* BEGIN Document section *
Criticism has rained down on rapper-designer Kanye West — legal name Ye — after he and conservative pundit Candace Owens wore "White Lives Matter" shirts Monday at Paris Fashion Week.
Now, models Gigi Hadid and Selah Marley, rapper Jaden Smith, fashion editor Gabriella Karefa-Johnson and Vogue magazine itself have all gotten caught in the storm.
Then, Ye's former sister-in-law Khloé Kardashian created a mini-storm all on her own after the rapper-entrepreneur drew her nieces and nephews into the mix.
The WLM shirts were part of Ye's Yeezy Season 9 fashion show on Monday in Paris. The shirts — his black, Owens' white — had "White Lives Matter" emblazoned on the backs. Each shirt had an image of a different pope on the front — Owens' labeled Juan Pablo, Ye's showed Juan Pablo II (John Paul II). The Spanish words “Seguiremos Tu Ejemplo” were emblazoned up top: “We will follow your example.”
The next day, amid outraged blowback on Twitter, Ye posted on Instagram, “Everyone knows that Black Lives Matter was a scam,” apparently referencing reports of alleged financial misconduct by BLM's nonprofit leaders. “Now its over You’re welcome," he added.
Commentary on Ye's decision to flaunt the phrase in public came swiftly.
Rapper-actor Smith, the son of Will Smith and Jada Pinkett Smith, actually walked out of Ye's Monday show, then followed up with a series of tweets in which he said, "I Had To Dip Lol. True Leaders Lead. I Don't Care Who's It Is If I Don't Feel The Message I'm Out. Black Lives Matter. We Demand A More Progressive Future."
He Does Not Have The Full Support Of The Youth. |||
— Jaden (@jaden) October 4, 2022
Most notably, Karefa-Johnson, Vogue's global fashion editor at large, had posted her thoughts about the show after it happened, saying in part (via ET) that "the t-shirts this man conceived, produced, and shared with the world are pure violence" and "there is no excuse, there is no art here."
Ye then poked the bear by posting — according to Billboard and Page Six — a full-body photo of Karefa-Johnson taken during Paris Fashion Week wearing a long brown trench coat, striped knit skirt, yellow graphic T-shirt and lace-up brown boots with a blue Balenciaga handbag.
* END Document section *
* BEGIN Stored rows *
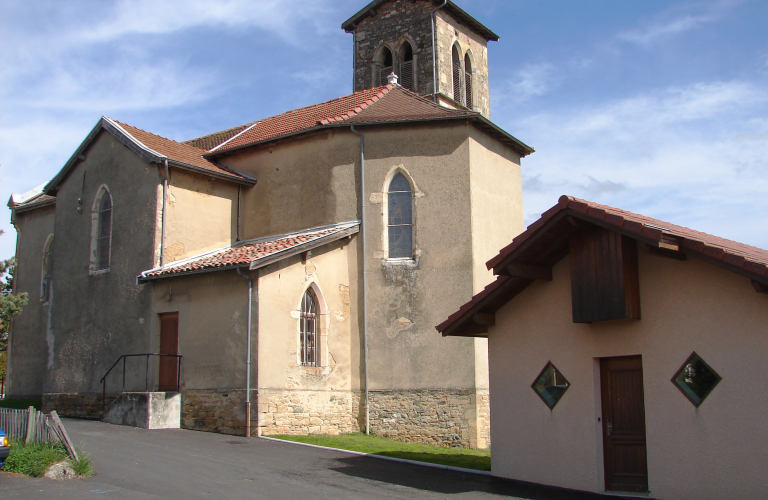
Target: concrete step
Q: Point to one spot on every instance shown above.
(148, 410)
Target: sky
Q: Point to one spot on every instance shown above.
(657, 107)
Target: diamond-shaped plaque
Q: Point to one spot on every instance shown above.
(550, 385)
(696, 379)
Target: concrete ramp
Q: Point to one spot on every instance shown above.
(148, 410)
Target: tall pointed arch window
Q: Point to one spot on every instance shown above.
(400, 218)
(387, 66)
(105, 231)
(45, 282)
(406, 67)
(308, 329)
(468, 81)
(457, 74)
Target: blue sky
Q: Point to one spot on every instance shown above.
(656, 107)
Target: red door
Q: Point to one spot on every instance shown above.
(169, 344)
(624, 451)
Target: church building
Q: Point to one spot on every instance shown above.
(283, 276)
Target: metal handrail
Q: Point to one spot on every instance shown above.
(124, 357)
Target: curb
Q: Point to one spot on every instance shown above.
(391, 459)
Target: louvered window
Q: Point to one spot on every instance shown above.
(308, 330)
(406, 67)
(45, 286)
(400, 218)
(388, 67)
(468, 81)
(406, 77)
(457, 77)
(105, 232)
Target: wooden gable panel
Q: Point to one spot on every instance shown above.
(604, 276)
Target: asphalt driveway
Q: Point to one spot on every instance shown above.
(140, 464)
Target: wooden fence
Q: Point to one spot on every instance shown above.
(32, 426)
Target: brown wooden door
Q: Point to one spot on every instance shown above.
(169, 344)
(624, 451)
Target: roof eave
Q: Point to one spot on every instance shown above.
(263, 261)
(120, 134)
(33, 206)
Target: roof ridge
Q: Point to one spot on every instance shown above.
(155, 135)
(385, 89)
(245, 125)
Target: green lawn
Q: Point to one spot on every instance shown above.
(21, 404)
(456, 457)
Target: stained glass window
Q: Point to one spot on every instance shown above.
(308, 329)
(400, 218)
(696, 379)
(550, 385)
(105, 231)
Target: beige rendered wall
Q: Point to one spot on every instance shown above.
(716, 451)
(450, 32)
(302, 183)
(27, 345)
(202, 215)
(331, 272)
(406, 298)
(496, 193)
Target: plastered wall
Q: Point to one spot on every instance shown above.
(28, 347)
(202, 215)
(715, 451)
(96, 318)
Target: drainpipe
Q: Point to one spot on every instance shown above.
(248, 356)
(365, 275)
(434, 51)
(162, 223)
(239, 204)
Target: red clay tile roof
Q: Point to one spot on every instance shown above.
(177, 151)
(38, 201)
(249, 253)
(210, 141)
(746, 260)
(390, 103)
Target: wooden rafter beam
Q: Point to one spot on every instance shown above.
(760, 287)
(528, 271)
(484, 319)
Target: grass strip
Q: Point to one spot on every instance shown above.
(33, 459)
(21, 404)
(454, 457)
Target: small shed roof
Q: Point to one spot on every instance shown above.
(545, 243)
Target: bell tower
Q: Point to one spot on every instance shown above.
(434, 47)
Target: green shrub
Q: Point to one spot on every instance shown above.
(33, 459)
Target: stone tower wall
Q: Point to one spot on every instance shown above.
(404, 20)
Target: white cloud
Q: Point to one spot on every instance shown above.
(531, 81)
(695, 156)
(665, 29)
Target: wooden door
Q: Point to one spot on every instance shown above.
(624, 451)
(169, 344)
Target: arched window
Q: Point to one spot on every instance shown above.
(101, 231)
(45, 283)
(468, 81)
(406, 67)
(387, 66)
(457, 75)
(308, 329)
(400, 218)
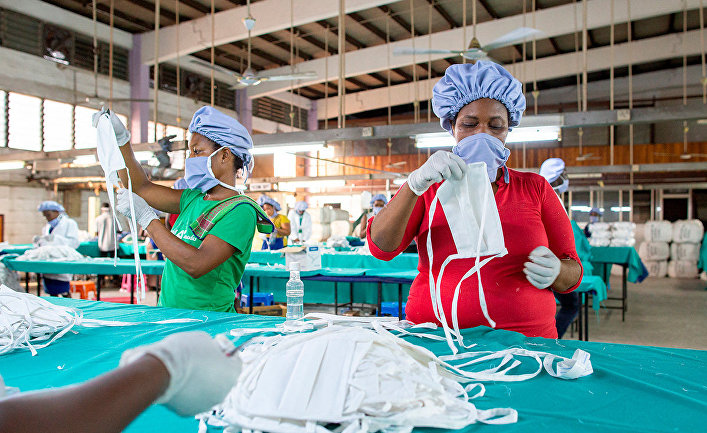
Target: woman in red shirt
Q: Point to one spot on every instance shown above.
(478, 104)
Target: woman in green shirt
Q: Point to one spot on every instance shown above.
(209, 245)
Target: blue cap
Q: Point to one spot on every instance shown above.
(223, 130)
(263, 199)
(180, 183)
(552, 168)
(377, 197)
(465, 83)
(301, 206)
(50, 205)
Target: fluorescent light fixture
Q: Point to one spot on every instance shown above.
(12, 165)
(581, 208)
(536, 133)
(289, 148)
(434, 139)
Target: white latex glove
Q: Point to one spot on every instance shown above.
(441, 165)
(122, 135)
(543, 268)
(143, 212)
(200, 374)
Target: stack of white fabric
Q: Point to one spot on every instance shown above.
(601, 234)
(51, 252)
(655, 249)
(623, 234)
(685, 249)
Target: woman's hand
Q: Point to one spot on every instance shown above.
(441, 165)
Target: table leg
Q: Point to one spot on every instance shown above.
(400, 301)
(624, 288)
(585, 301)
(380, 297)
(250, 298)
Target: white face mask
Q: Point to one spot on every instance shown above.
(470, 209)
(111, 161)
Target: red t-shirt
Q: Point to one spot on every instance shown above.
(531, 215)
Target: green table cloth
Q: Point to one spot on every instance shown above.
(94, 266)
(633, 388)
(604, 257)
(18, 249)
* END Stored rows *
**The tasks**
a. Echo the stretch of the Kanye West shirt controversy article from "Criticism has rained" through "in the storm.".
b. Carry on the Kanye West shirt controversy article from where it stops.

**Per-task answers**
a.
Criticism has rained down on rapper-designer Kanye West — legal name Ye — after he and conservative pundit Candace Owens wore "White Lives Matter" shirts Monday at Paris Fashion Week.
Now, models Gigi Hadid and Selah Marley, rapper Jaden Smith, fashion editor Gabriella Karefa-Johnson and Vogue magazine itself have all gotten caught in the storm.

b.
In the caption he said, "This is not a fashion person.” He also posted a shot where he zoomed in on the boots and noted, “I KNOOOOOOW ANNA HAAAATES THESE BOOTS." (The Anna in question being Anna Wintour, Condé Nast's global chief content officer and Vogue's editor in chief.)
Both posts have now been deleted, but the controversy rages on.
Model Hadid spoke up in defense of Karefa-Johnson, addressing Ye in an IG comment, "You wish u had a percentage of her intellect. You have no idea haha.... If there's actually a point to any of your s— she might be the only person that could save u. As if the 'honor' of being invited to your show should keep someone from giving their opinion ..? Lol. You're a bully and a joke."
But it turns out the rapper and the fashion editor met in New York the day after Ye's show. Vogue magazine confirmed the meeting happened in its Instagram post defending its editor at large.
"Vogue stands with Gabriella Karefa-Johnson, our global fashion editor at large and longtime contributor," the magazine posted. "She was personally targeted and bullied. It is unacceptable. Now more than ever, voices like hers are needed and in a private meeting with Ye today she once again spoke her truth in a way she felt best, on her terms."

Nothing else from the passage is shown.